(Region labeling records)
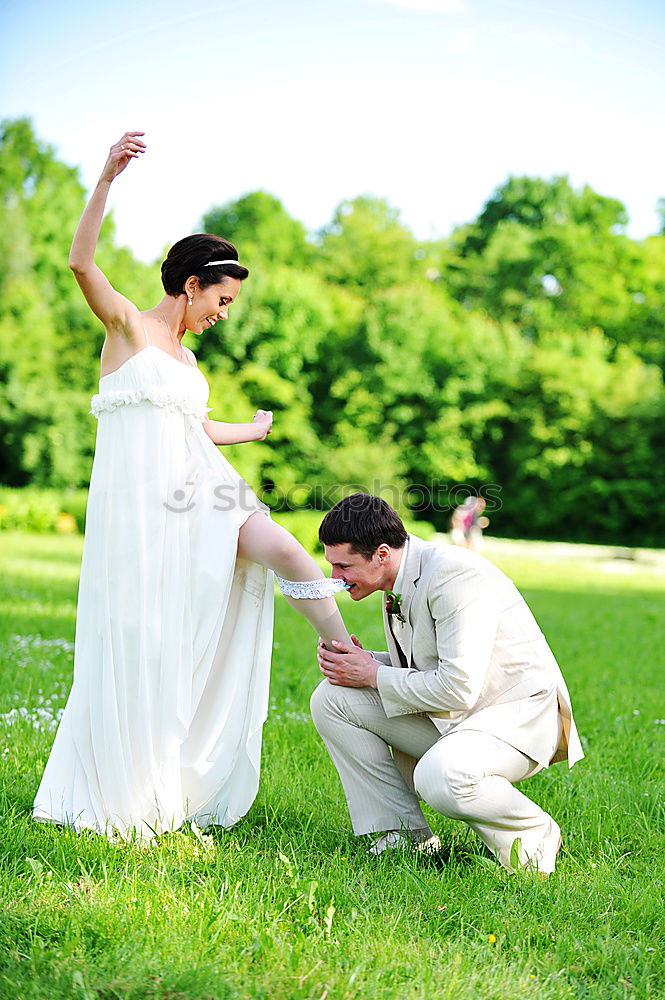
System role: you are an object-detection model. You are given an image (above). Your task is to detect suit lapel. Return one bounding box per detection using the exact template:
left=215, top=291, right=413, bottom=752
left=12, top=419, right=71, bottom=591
left=383, top=535, right=424, bottom=667
left=383, top=600, right=408, bottom=667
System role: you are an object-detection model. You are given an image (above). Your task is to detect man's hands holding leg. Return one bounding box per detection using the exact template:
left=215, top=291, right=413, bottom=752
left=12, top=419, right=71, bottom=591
left=317, top=635, right=380, bottom=688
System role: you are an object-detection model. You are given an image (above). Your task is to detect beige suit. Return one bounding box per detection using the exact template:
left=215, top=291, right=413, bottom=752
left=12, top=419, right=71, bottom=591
left=374, top=535, right=584, bottom=767
left=311, top=535, right=583, bottom=870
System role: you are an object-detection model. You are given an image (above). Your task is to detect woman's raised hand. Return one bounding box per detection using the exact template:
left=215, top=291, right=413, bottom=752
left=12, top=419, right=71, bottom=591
left=100, top=132, right=146, bottom=184
left=252, top=410, right=272, bottom=441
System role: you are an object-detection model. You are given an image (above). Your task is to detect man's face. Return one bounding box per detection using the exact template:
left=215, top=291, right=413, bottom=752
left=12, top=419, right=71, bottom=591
left=325, top=542, right=390, bottom=601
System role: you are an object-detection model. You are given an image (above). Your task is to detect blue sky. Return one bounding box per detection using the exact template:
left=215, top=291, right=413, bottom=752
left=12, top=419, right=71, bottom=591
left=0, top=0, right=665, bottom=260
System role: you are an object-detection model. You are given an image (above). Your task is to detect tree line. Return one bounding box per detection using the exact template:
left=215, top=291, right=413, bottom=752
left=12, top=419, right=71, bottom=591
left=0, top=119, right=665, bottom=545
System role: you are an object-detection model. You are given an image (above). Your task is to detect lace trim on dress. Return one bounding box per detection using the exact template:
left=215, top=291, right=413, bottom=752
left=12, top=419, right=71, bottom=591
left=88, top=386, right=213, bottom=420
left=277, top=576, right=349, bottom=599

→ What needs to be done: Change "object-detection model" to "localization model" everywhere it appears in the records, keeping all other text the same. Reproduce every record in full, but leave out the pictures.

→ Task result:
System role: you are an localization model. You are given an image (above). Your task is to detect suit lapel. Return one bounding box per detection using the exact template:
left=215, top=291, right=413, bottom=752
left=12, top=419, right=71, bottom=591
left=383, top=535, right=424, bottom=667
left=383, top=600, right=408, bottom=667
System role: you are an localization model. You are given an image (above). Your task is to detect man's hands holding leg. Return one bounding box per detection using the exact template:
left=215, top=291, right=413, bottom=752
left=12, top=419, right=71, bottom=591
left=317, top=635, right=380, bottom=688
System role: you are an localization model. You are given an image (above). Your task is to detect beige suit. Return one bounding box per detection using the exact template:
left=215, top=291, right=413, bottom=752
left=12, top=419, right=71, bottom=591
left=374, top=535, right=584, bottom=767
left=311, top=535, right=583, bottom=870
System role: you are an localization model. You are given an image (above). Your task is to detect woman's raised hand. Return one bounding box per detection using the exact template:
left=215, top=291, right=413, bottom=752
left=12, top=419, right=71, bottom=591
left=100, top=132, right=146, bottom=184
left=252, top=410, right=272, bottom=441
System role: you are an localization model. You are given an image (above). Your task is to detect man's face. Return one bounding box per detection using the exact template:
left=215, top=291, right=413, bottom=752
left=12, top=419, right=71, bottom=591
left=325, top=542, right=390, bottom=601
System role: you are an localization model. You are given an image (above). Your task is to detect blue sky. Return one bounding box per detection using the exact template:
left=215, top=291, right=413, bottom=752
left=12, top=419, right=71, bottom=591
left=0, top=0, right=665, bottom=260
System role: you are an localization model. You are given an image (above). Your task is to detect tree line. Return one bounding box per detection using the exact template:
left=215, top=291, right=413, bottom=752
left=12, top=419, right=71, bottom=591
left=0, top=119, right=665, bottom=545
System role: you are an localization model. You are given an image (above). Your task is to detect lace trim on dress. Return one bounding box per detection using the exact template:
left=215, top=291, right=413, bottom=752
left=12, top=419, right=71, bottom=591
left=88, top=386, right=213, bottom=420
left=277, top=576, right=349, bottom=599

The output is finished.